(Data analysis with SQL/Tableau) How do people use bike-sharing service in the first quarter of 2022?
This dataset is from: https://divvy-tripdata.s3.amazonaws.com/index.html .
I did the same research via Excel based on the data from one month in another post. In this post, I will do a similar analysis based on the first quarter's data in 2022 via SQL and Tableau.
The sample csv file is like this :
I did the same research via Excel based on the data from one month in another post. In this post, I will do a similar analysis based on the first quarter's data in 2022 via SQL and Tableau.
The sample csv file is like this :
This research is designed to ask the following questions:
1. How do members and casual riders use bike-sharing services differently?
2. Which type of bikes do riders prefer?
I will use Bigquery for data process and analysis. And Tableau for data visualization.
Prepare the data
1. Import data: I directly import data from csv files.
I created a dataset called bikes_use and uploaded the csv files from January to March.

※ ※ ※

Required tasks »
(1) Answer these questions using the bike-sharing analysis post:
(a) Which tool does the writer use for data processing and analysis?
(b) What is the name of the dataset the writer created?
(c) Which months do the uploaded csv files cover?
(2) Output the passage of the bike-sharing analysis post starting at "(Data analysis with" and ending at "from: https://divvy-tripdata.s3.amazonaws.com/index.html .", unchanged.
(3) Write the next part of the bike-sharing analysis post, picking up after its last sentence.
The lines that come after this sentence have nothing to do with any of the work here.

※ ※ ※

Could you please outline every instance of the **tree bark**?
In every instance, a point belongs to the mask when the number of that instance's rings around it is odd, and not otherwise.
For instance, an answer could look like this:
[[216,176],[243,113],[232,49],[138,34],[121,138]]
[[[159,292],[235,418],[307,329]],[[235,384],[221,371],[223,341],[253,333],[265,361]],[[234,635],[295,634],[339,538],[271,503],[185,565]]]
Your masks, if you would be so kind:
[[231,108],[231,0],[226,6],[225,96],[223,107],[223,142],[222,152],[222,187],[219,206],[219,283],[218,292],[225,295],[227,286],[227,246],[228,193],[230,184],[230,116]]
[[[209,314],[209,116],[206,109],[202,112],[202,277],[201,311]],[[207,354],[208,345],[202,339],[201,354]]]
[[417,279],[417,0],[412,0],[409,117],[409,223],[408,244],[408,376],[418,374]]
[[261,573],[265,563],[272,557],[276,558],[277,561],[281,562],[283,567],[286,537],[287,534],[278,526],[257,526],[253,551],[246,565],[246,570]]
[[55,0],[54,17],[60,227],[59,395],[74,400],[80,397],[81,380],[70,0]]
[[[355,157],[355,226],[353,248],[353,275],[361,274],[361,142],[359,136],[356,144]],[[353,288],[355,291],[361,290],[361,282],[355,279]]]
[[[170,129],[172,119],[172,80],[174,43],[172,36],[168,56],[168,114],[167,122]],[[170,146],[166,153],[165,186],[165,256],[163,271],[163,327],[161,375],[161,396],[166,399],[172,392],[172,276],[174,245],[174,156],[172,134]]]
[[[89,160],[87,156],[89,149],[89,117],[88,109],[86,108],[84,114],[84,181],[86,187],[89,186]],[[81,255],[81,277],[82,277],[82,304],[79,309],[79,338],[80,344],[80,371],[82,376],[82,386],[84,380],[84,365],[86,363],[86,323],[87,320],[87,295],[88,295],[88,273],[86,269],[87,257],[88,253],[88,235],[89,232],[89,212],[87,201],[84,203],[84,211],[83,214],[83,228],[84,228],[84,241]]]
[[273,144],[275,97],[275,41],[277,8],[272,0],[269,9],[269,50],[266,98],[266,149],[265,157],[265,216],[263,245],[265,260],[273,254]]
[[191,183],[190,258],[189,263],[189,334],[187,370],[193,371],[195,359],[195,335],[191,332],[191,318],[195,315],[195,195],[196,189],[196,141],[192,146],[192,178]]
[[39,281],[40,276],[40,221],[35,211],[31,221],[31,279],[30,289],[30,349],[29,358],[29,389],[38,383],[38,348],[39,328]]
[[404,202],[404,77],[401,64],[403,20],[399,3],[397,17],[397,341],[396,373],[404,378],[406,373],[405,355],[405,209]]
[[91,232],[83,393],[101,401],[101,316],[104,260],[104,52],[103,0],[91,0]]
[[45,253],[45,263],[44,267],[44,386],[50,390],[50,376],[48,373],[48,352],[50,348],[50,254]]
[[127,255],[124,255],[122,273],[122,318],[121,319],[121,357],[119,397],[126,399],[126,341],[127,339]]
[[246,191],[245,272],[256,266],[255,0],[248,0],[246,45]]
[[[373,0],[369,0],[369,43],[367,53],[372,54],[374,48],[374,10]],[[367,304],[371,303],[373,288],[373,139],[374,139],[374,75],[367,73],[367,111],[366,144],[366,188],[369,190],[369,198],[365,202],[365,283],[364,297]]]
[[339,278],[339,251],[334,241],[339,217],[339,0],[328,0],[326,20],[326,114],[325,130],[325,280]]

※ ※ ※

Responses per task »
(1)
(a) BigQuery
(b) bikes_use
(c) January to March

(2)
(Data analysis with SQL/Tableau) How do people use bike-sharing service in the first quarter of 2022?
This dataset is from: https://divvy-tripdata.s3.amazonaws.com/index.html .

(3)
2. Check for data integrity:
1) data type: when I imported the data to Bigquery, it directly showed the datatype of columns:
--We can also use the following code to show the column data type.
--Through this step, we know that these three tables have the same data type for each column.
select
column_name,data_type
From `evident-apricot-368322.bikes_use.INFORMATION_SCHEMA.COLUMNS`
WHERE table_name = '202201_tripdata'
--In addition, Since this dataset contains the trip data from January to March, I want to ensure that these three tables have the same column names.
SELECT
column_name,
COUNT(table_name)
FROM
`evident-apricot-368322.bikes_use.INFORMATION_SCHEMA.COLUMNS`
GROUP BY
1;
These three tables contain the same column names. By doing so, I may use the union all function to unite these three tables together.
--since I need to calculate how long people used bikes, therefore I want to ensure that the data type of the columns are in the same data type
2) Data range :
To check the Data range of each table, we can use functions like AVG(), MAX(), MIN(), etc. Here I skip the code writing in this part since it is simple.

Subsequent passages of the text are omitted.